What to do - Scan the data for "metal" and copy the lines it appears in.

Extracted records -
----------------------------------------
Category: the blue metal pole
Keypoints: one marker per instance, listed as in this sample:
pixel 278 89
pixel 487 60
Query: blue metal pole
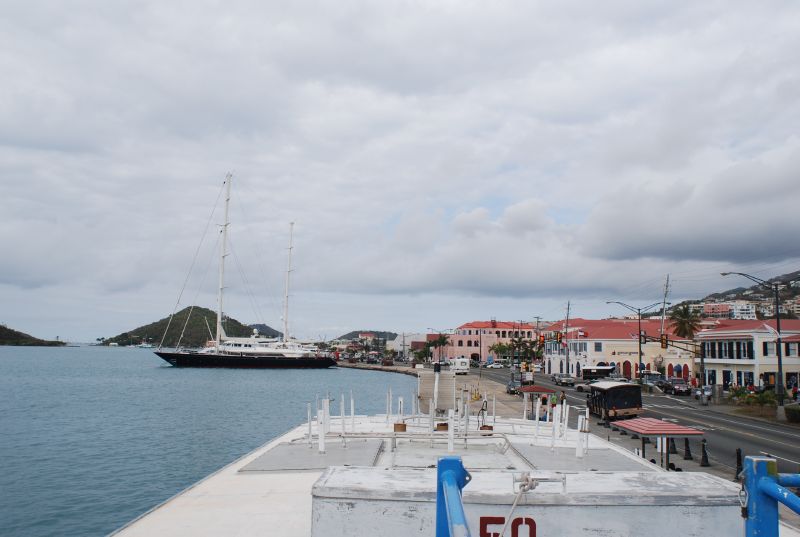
----------------------------------------
Final answer -
Category: the blue metal pole
Query: blue metal pole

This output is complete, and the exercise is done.